- [Problem set]:
1) Using the ODE solver post, answer the following:
(a) What initial value x0 is given for the ODE?
(b) From which module is exp imported?
(c) What expression is assigned to x inside the function func?
2) Rewrite the ODE solver post from "For some reason" up to and including "x - 2*exp(-t)", substituting "dxdt" for "dx" throughout.
3) Resume the ODE solver post from where it stops.
BEGIN Quoted text
I am trying to plot out the difference between two ODE solvers based on Taylor series:

  • 1st order acccurate: $x(t_0 + h) = x(t_0) + h x'(t_0)$ and
  • 2nd order accurate: $x(t_0 + h) = x(t_0) + h x'(t_0) + \frac{h^2}{2} x''(t_0)$

ODE: x'= -x + e^-t x0 = 0; t0 = 0 x'' = x - 2e^-t

For some reason real solution and both 1st and 2nd order approximation are the same. Any ideas?

from math import exp
from numpy import arange
from numpy import zeros
from matplotlib import pyplot as plt

def f(t,x):
    dx = -x + exp(-t)
    return dx

def df(t,x):
    df = x - 2*exp(-t)
    return df

def real(h):
    t = 0
    xk_list = []
    tk_list = []
    def func(t):
        x = t*exp(-t)
        return x

    while(True):
        xk_list.append(func(t))
END Quoted text
BEGIN Supplied data
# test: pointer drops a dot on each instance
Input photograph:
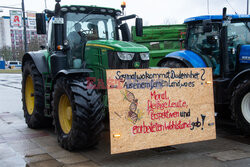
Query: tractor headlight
(125, 55)
(144, 56)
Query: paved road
(21, 146)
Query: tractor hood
(188, 57)
(119, 46)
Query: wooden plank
(151, 108)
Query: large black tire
(240, 106)
(173, 64)
(87, 113)
(33, 108)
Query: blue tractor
(221, 42)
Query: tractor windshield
(82, 27)
(205, 44)
(94, 26)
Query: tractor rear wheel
(78, 113)
(33, 96)
(173, 64)
(240, 105)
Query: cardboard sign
(159, 107)
(15, 18)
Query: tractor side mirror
(139, 27)
(207, 26)
(40, 23)
(125, 32)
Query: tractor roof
(214, 17)
(92, 9)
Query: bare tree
(6, 53)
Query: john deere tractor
(223, 43)
(83, 41)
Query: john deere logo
(136, 64)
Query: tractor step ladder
(48, 89)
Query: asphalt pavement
(21, 146)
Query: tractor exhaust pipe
(224, 46)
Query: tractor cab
(205, 39)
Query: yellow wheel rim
(29, 95)
(65, 114)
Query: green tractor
(83, 41)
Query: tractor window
(238, 34)
(205, 44)
(81, 28)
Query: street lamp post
(247, 6)
(24, 28)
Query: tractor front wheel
(78, 113)
(33, 96)
(240, 105)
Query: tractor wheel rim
(65, 114)
(29, 95)
(245, 107)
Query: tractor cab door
(238, 34)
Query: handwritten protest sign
(151, 108)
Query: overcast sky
(153, 12)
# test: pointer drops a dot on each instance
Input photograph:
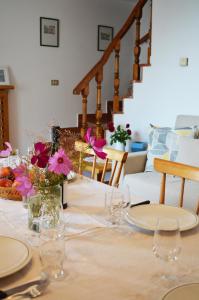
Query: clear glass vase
(44, 208)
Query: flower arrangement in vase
(120, 134)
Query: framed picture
(49, 32)
(105, 36)
(4, 76)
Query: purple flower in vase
(59, 163)
(24, 186)
(6, 152)
(96, 144)
(41, 155)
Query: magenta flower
(111, 127)
(24, 186)
(96, 145)
(41, 155)
(21, 170)
(59, 163)
(6, 153)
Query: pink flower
(111, 127)
(59, 163)
(24, 186)
(21, 170)
(6, 153)
(96, 145)
(41, 155)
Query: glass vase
(44, 208)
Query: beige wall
(35, 103)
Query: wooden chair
(177, 169)
(119, 158)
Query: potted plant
(120, 135)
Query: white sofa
(147, 184)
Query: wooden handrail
(145, 38)
(93, 72)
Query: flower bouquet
(120, 134)
(38, 179)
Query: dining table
(102, 261)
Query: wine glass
(167, 243)
(52, 248)
(116, 204)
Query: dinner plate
(183, 292)
(14, 255)
(145, 216)
(71, 176)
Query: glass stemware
(52, 248)
(167, 244)
(116, 204)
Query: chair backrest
(177, 169)
(118, 157)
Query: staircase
(99, 120)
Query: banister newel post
(116, 78)
(85, 93)
(99, 129)
(137, 48)
(150, 31)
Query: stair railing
(97, 71)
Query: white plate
(145, 216)
(71, 176)
(14, 255)
(184, 292)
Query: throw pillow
(188, 152)
(157, 146)
(173, 139)
(164, 143)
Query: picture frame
(49, 32)
(4, 76)
(105, 36)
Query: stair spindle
(116, 78)
(150, 30)
(137, 48)
(85, 93)
(99, 129)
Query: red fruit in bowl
(5, 172)
(4, 182)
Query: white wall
(34, 103)
(167, 89)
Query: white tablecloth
(103, 263)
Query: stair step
(145, 65)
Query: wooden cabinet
(4, 119)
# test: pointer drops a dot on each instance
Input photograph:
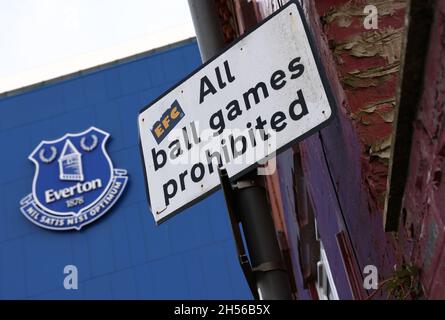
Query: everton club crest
(74, 182)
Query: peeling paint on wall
(385, 43)
(344, 15)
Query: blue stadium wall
(123, 255)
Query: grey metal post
(208, 31)
(251, 206)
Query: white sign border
(324, 80)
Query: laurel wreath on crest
(51, 157)
(91, 146)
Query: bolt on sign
(262, 94)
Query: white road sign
(262, 94)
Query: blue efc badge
(74, 182)
(168, 121)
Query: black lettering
(260, 123)
(210, 156)
(196, 178)
(235, 111)
(175, 149)
(181, 179)
(254, 93)
(276, 120)
(203, 91)
(221, 83)
(233, 141)
(155, 155)
(217, 122)
(169, 195)
(300, 101)
(230, 78)
(297, 67)
(277, 81)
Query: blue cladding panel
(123, 255)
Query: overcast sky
(47, 38)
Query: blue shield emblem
(74, 182)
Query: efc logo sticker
(168, 121)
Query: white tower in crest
(70, 163)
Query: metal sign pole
(249, 196)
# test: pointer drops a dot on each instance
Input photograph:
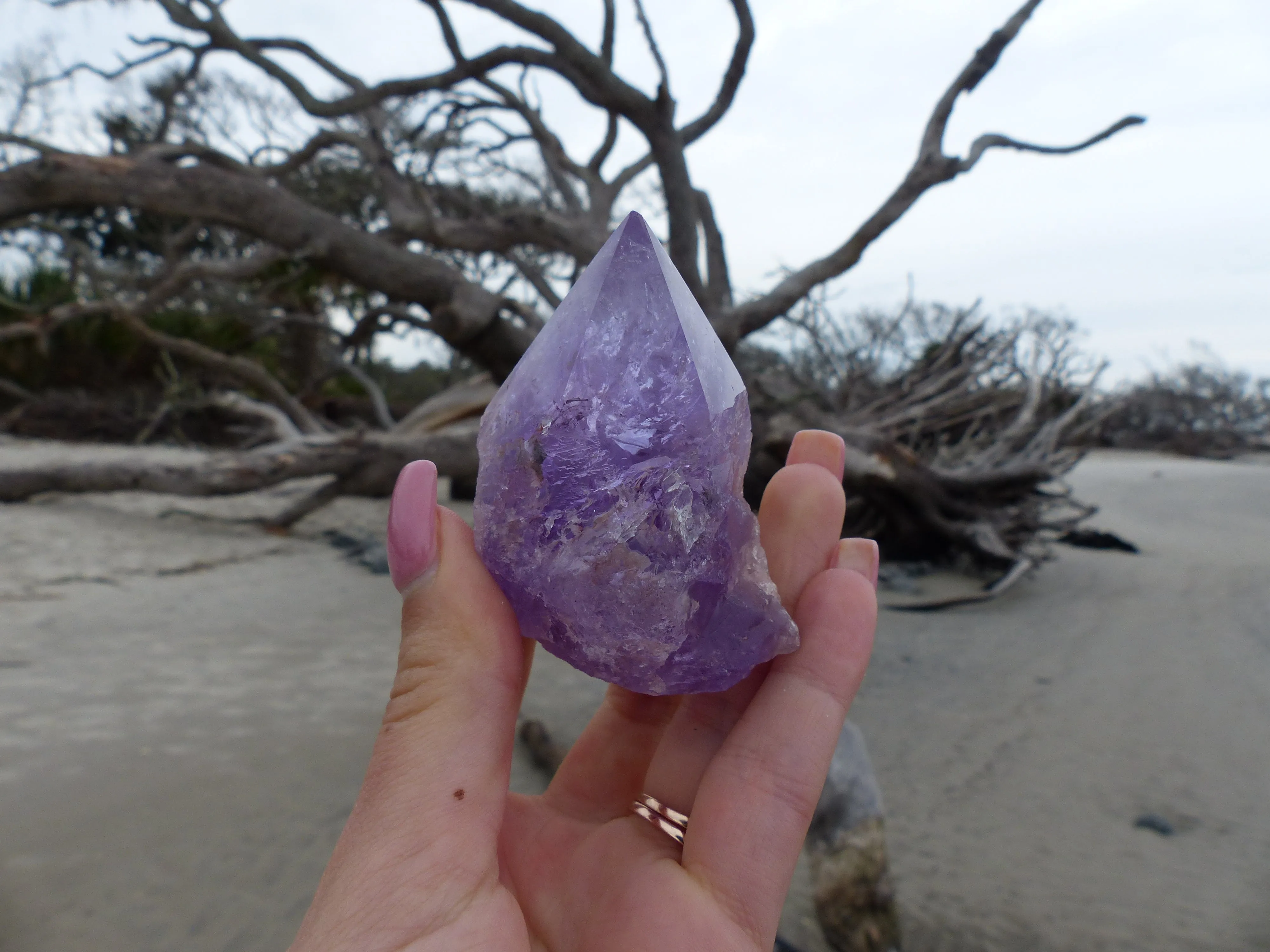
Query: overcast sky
(1153, 241)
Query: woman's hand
(438, 855)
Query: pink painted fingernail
(859, 555)
(820, 447)
(413, 524)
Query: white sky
(1153, 241)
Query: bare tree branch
(998, 142)
(933, 168)
(464, 314)
(664, 91)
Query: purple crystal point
(609, 503)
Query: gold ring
(670, 822)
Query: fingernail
(859, 555)
(820, 447)
(413, 524)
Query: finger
(441, 764)
(758, 797)
(799, 520)
(604, 771)
(820, 447)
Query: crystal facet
(609, 505)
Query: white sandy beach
(187, 706)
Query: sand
(187, 706)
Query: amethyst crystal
(609, 505)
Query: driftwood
(481, 219)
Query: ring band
(670, 822)
(657, 807)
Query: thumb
(431, 807)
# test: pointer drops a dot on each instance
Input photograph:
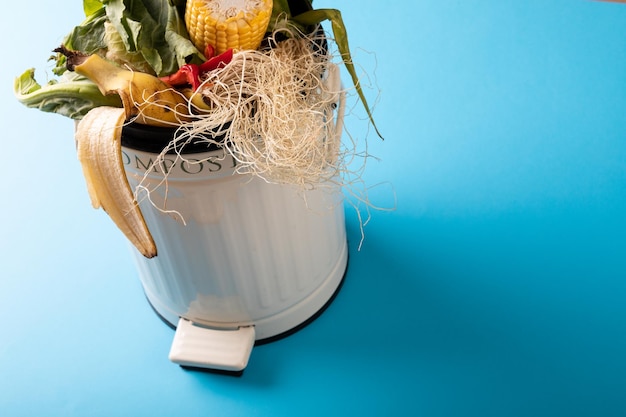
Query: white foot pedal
(202, 347)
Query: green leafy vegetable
(72, 96)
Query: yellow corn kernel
(225, 24)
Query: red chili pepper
(209, 51)
(191, 73)
(217, 61)
(186, 74)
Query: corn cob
(225, 24)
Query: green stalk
(314, 17)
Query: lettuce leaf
(150, 36)
(71, 96)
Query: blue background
(497, 286)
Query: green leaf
(72, 96)
(91, 6)
(340, 34)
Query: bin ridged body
(233, 249)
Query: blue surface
(496, 288)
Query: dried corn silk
(281, 108)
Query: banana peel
(98, 143)
(146, 98)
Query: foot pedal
(202, 347)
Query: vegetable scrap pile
(257, 73)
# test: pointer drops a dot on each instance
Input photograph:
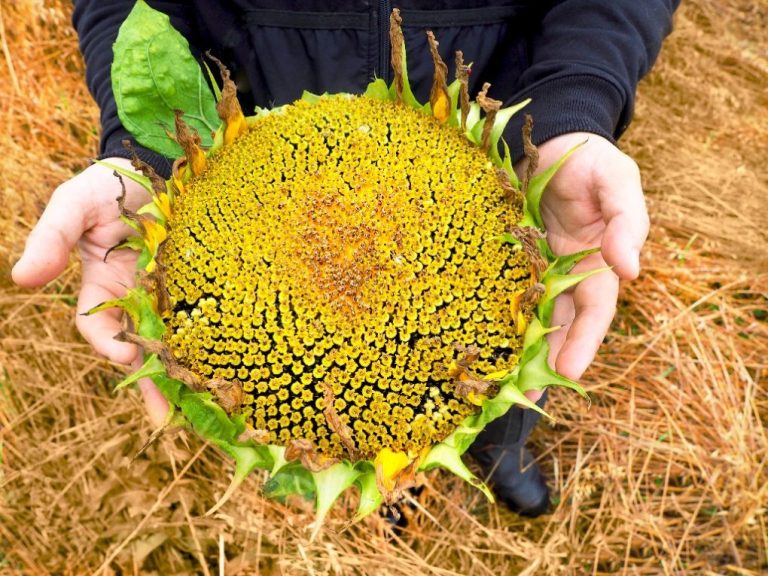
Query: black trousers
(510, 431)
END Supplied data
- [Per-task outputs]:
1)
(a) 0
(b) math
(c) t*exp(-t)

2)
For some reason real solution and both 1st and 2nd order approximation are the same. Any ideas?

from math import exp
from numpy import arange
from numpy import zeros
from matplotlib import pyplot as plt

def f(t,x):
    dxdt = -x + exp(-t)
    return dxdt

def df(t,x):
    df = x - 2*exp(-t)

3)
        tk_list.append(t)
        t += h
        if (t > 3.0):
            return tk_list, xk_list

def forward_euler_1(x0, t0, h):
    xk = x0
    tk = t0
    tk_list = []
    xk_list = []
    counter = 0
    while(True):
        xk1 = xk + h*f(tk,xk)
        xk_list.append(xk)
        tk_list.append(tk)
        if(tk > 3.0):
            print(counter,tk)
            return tk_list, xk_list
        xk = xk1
        tk = tk + h
        counter += 1

def forward_euler_2(x0,t0,h):
    xk = x0
    tk = t0
    tk_list = []
    xk_list = []
    counter = 0 

    while(True):
        xk1 = xk + h*f(tk, xk) + (h**2)/2*df(tk, xk)
        xk_list.append(xk1)
        tk_list.append(tk)    
        if(tk > 3.0):
            print(counter,tk)
            return tk_list, xk_list        
        xk = xk1
        tk = tk + h
        counter += 1

x, y = forward_euler_1(0.0, 0.0,0.001)
x2, y2 = forward_euler_2(0.0, 0.0, 0.001)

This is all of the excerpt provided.